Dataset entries
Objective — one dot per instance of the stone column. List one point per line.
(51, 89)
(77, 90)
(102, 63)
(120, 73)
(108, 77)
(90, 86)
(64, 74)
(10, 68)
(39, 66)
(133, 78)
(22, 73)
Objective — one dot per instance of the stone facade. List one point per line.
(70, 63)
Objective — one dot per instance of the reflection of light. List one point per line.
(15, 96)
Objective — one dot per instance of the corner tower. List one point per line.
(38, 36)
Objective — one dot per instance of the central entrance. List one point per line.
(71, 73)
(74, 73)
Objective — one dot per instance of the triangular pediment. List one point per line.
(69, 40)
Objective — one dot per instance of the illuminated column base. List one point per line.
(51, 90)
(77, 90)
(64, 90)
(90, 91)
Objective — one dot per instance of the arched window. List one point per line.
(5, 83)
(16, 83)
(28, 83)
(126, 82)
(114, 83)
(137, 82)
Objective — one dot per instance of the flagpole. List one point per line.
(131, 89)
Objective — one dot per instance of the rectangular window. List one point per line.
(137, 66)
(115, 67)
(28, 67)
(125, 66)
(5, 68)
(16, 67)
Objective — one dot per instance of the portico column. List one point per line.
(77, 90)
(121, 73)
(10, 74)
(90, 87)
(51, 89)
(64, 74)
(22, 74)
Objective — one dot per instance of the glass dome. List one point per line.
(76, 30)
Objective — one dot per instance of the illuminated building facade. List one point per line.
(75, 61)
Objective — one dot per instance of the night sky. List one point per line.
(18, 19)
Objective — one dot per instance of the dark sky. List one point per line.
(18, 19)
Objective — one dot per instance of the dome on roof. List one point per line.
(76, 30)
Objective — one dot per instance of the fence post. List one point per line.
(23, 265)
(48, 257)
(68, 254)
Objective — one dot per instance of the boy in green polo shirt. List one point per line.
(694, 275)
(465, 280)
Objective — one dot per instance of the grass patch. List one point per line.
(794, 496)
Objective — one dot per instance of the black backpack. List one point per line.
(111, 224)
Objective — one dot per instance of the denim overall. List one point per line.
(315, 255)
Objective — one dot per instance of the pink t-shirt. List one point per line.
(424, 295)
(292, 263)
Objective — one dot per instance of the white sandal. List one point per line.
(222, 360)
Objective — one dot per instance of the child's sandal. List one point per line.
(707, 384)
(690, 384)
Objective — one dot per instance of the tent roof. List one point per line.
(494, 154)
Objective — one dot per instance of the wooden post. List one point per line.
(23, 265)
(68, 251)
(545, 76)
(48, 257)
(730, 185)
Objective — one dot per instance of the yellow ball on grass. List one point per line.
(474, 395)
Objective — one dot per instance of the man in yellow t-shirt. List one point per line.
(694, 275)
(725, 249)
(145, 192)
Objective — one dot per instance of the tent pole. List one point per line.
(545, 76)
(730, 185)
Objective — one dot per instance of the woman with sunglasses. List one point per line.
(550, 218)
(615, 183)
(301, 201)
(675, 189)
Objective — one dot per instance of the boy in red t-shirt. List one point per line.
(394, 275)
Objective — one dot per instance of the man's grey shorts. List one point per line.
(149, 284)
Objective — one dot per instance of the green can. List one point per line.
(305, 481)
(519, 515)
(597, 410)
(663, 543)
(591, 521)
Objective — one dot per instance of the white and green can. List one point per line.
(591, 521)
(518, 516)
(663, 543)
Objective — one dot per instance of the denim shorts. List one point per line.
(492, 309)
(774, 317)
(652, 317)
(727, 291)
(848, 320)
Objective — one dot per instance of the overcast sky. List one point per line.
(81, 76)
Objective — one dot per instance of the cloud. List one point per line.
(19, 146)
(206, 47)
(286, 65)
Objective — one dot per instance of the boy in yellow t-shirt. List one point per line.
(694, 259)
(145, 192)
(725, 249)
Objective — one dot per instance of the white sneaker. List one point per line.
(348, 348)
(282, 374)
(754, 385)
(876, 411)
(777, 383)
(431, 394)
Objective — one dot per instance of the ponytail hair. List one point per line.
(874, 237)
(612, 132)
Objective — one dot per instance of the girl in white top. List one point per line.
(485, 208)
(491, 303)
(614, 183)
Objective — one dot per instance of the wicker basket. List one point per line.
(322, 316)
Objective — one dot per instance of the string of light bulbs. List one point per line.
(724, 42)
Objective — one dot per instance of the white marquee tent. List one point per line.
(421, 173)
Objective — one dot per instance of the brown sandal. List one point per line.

[What to work on]
The answer must be an exact copy of every entry.

[Written response]
Objective — one dot per instance of the stone column. List one point per line.
(51, 89)
(77, 90)
(102, 63)
(120, 73)
(108, 77)
(90, 86)
(64, 74)
(10, 68)
(39, 66)
(133, 78)
(22, 73)
Objective — one dot per instance of the stone facade. List one point per line.
(70, 63)
Objective — one dot per instance of the reflection of light. List one point per line.
(15, 96)
Objective — one dot per instance of the corner tower. List one point per line.
(38, 36)
Objective — one dot per instance of the central entrance. List one point per line.
(71, 73)
(74, 73)
Objective — one dot per instance of the triangular pediment. List one point per line.
(69, 40)
Objective — one dot per instance of the illuminated column base. List one point per line.
(51, 90)
(77, 90)
(64, 90)
(90, 91)
Objective — one dot per instance of the arched window. List one point per line.
(5, 83)
(16, 83)
(28, 83)
(126, 82)
(114, 83)
(137, 82)
Objective — one dot per instance of the flagpole. List one point per line.
(131, 89)
Objective — one dot per instance of the rectangular window. List one point per line.
(137, 66)
(115, 67)
(28, 67)
(125, 66)
(5, 68)
(16, 67)
Objective — one dot per instance of the portico column. List one point per line.
(77, 90)
(121, 73)
(10, 74)
(90, 87)
(51, 89)
(64, 74)
(22, 74)
Objective — one dot per instance of the glass dome. List one point per line.
(76, 30)
Objective — one dot per instance of the illuminated building facade. List one point per line.
(75, 61)
Objective — one dot per instance of the night sky. List one point per line.
(18, 19)
Objective — one dot per instance of the dark sky. List one point per line.
(18, 19)
Objective — one dot per instance of the dome on roof. List one point per line.
(76, 30)
Objective — one dot per instance of the fence post. List one point per line.
(23, 265)
(48, 257)
(68, 254)
Objective — one dot per instance of the boy in green polo shirt. List one point per line.
(694, 275)
(465, 280)
Objective — one dot per instance of the grass patch. List one point per line.
(794, 496)
Objective — one dot per instance of the black backpack. List one point per line.
(111, 224)
Objective — one dot per instance of the denim overall. List one point per line.
(315, 255)
Objective — one dot per instance of the pink t-shirt. List one point per line.
(424, 295)
(292, 263)
Objective — one dot per instance of the white sandal. List one point per line.
(222, 360)
Objective — one dot per instance of the child's sandal. List one point per line.
(707, 384)
(690, 384)
Objective — one dot per instance of the tent roof. List one point per line.
(494, 154)
Objective — one dot per instance of the wooden post. List one point per line.
(23, 265)
(68, 251)
(545, 76)
(48, 257)
(730, 185)
Objective — one dot per instance of the yellow ball on grass. List one point per line.
(474, 395)
Objective — one dot per instance of the man in yellow t-shirt. List one point per line.
(694, 275)
(725, 249)
(145, 192)
Objective — one dot per instance of the tent pole. List one point per line.
(545, 76)
(730, 185)
Objective — one dot per instance of the woman with sunglasses. List one point per line.
(550, 218)
(615, 183)
(301, 201)
(675, 189)
Objective — one dot per instance of the boy in red t-shirt. List one point per line.
(394, 275)
Objective — one dot per instance of the man's grey shorts. List one point per line.
(149, 284)
Objective — one dot per instance of the green can. List one point per line.
(305, 481)
(519, 515)
(597, 410)
(663, 543)
(591, 521)
Objective — one dot per instance of the white and green can. List one point per line.
(591, 521)
(518, 516)
(663, 543)
Objective — one dot per instance of the denim shorts. List one point per line.
(492, 309)
(774, 317)
(652, 317)
(727, 291)
(848, 320)
Objective — one dot per instance of the overcast sky. List one point per line.
(81, 76)
Objective — one dot per instance of the cloud. List one point per line.
(19, 146)
(206, 47)
(286, 65)
Objective — one dot per instance of the boy in yellow t-shirt. List one point per line.
(694, 259)
(145, 192)
(725, 249)
Objective — one dot per instance of the white sneaker. List one point per line.
(348, 348)
(282, 374)
(754, 385)
(876, 411)
(777, 383)
(431, 394)
Objective — one dot per instance of the ponytail hair. List one point per line.
(874, 237)
(612, 132)
Objective — one dot per instance of the girl in white top. List one point per line.
(485, 208)
(491, 303)
(614, 183)
Objective — one dot per instance of the wicker basket. List one point per line.
(322, 316)
Objective — one dot per instance of the string of light bulbs. List one point per line.
(724, 42)
Objective — one dot per instance of the white marquee tent. List one point per line.
(421, 173)
Objective — one dot per instance of the brown sandal. List one point per line.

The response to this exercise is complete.